[DATA TO PROCESS]:
▬▬▬▬▬▬▬▬▬▬

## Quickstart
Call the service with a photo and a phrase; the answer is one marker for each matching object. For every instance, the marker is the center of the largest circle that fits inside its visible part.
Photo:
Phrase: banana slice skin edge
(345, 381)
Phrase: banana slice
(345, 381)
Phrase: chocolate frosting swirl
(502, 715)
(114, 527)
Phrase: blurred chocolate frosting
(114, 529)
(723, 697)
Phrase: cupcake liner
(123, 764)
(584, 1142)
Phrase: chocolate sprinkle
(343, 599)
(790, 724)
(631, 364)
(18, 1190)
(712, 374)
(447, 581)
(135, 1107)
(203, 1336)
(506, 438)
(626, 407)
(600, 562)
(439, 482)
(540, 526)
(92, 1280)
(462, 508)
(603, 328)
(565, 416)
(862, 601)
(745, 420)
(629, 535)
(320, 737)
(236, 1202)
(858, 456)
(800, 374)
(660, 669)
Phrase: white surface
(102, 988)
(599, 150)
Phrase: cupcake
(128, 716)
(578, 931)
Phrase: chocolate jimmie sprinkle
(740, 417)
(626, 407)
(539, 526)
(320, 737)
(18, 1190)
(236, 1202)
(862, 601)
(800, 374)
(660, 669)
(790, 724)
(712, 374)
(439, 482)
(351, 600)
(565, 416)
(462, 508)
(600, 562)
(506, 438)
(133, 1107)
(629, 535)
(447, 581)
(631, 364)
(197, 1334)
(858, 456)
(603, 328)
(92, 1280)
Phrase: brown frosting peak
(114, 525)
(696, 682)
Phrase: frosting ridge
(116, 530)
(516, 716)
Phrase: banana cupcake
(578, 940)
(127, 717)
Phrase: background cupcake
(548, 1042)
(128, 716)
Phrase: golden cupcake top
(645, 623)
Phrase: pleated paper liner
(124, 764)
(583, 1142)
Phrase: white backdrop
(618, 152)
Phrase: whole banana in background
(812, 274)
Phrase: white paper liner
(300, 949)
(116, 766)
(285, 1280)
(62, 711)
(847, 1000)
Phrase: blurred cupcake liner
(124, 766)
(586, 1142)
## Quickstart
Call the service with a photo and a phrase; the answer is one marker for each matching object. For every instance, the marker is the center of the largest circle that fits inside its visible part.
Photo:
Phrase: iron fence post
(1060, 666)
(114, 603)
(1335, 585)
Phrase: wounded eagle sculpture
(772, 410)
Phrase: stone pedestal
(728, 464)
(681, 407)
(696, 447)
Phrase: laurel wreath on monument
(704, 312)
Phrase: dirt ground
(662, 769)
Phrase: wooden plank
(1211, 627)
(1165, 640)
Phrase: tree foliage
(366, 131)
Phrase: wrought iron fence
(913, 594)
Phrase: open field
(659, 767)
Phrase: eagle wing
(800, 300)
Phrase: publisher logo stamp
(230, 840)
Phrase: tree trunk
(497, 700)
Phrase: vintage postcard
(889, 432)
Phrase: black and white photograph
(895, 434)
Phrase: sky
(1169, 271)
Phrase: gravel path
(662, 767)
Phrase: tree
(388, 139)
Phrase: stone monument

▬▬▬▬▬▬▬▬▬▬

Please output every row from the very start down through the line that contains "(584, 1142)", with both ends included, reproduced without any change.

## Quickstart
Call the service with a photo and a phrase; the answer is one marker for each matching object. For every instance, the marker is the center of the largest circle that fits inside its visible part.
Photo:
Phrase: banana slice skin edge
(345, 381)
Phrase: banana slice
(345, 381)
Phrase: chocolate frosting swirl
(502, 715)
(114, 527)
Phrase: blurred chocolate frosting
(114, 529)
(723, 697)
Phrase: cupcake liner
(123, 764)
(584, 1142)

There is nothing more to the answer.